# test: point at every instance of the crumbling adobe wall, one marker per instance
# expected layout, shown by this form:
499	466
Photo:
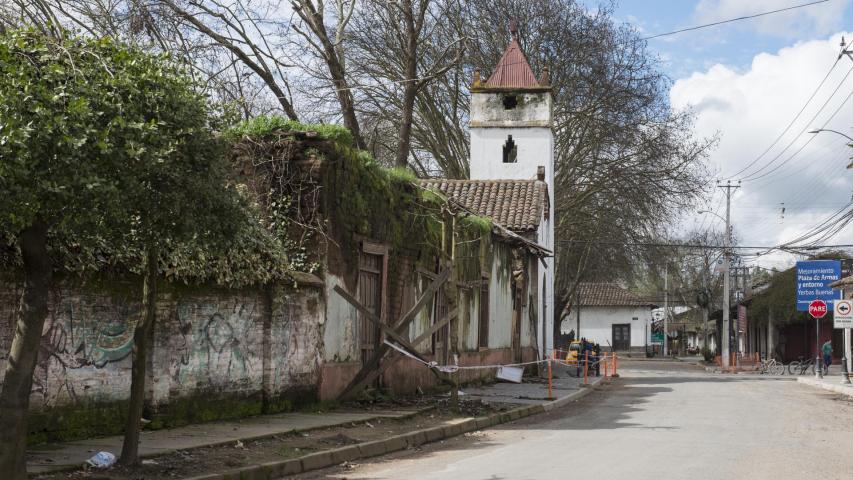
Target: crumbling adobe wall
218	353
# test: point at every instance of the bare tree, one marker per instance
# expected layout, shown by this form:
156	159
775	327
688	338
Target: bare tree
330	48
398	57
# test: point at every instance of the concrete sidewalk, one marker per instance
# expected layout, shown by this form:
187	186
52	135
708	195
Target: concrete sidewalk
68	455
828	382
62	456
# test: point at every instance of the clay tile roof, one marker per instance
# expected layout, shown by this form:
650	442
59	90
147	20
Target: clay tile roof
595	294
516	204
513	69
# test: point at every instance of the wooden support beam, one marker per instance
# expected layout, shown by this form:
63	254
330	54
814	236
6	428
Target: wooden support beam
390	361
373	318
364	376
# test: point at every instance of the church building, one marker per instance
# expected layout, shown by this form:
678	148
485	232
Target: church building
512	165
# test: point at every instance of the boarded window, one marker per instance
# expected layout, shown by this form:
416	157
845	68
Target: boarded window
483	340
440	338
370	296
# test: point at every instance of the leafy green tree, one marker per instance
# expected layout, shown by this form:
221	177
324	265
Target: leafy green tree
104	144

-*-

CHALLENGE:
Reproduce exactly the lines from the one with "# test: point at every instance of the bare" through the end of the entries above, both ends included.

RESULT:
# test: point at every instance of the bare tree, one marker per instance
# expected layout, shown by this form:
156	159
775	327
688	338
Target: bare tree
330	48
398	57
# test: point at every instance of the concrete sidewalk, one marker per instance
# expected layout, shown by this form:
187	186
52	135
708	195
Target: concrete sidewalk
68	455
828	382
62	456
# test: point at every instance of the clay tile roof, one marker per instance
# expected layout, shown by this form:
650	442
59	90
147	20
Target: clay tile roof
595	294
516	204
513	69
# test: point at every instance of the wooden support beam, one marker per instance
# expected layout, shown by this form:
63	254
330	54
814	236
6	428
Target: wooden support beam
390	361
373	318
364	376
# test: point at every instance of the church building, one marker per instance
# expected layout, shown by this form:
678	148
485	232
Target: church building
512	165
# test: point at every instance of the boarded window, one marker per instance
# expected layout, shown by this form:
416	157
845	68
Target: boarded window
483	340
440	338
370	296
# test: point at every instance of the leafy green tree, one marker per instance
# expected layout, shown by this form:
221	177
324	265
Target: leafy green tree
104	144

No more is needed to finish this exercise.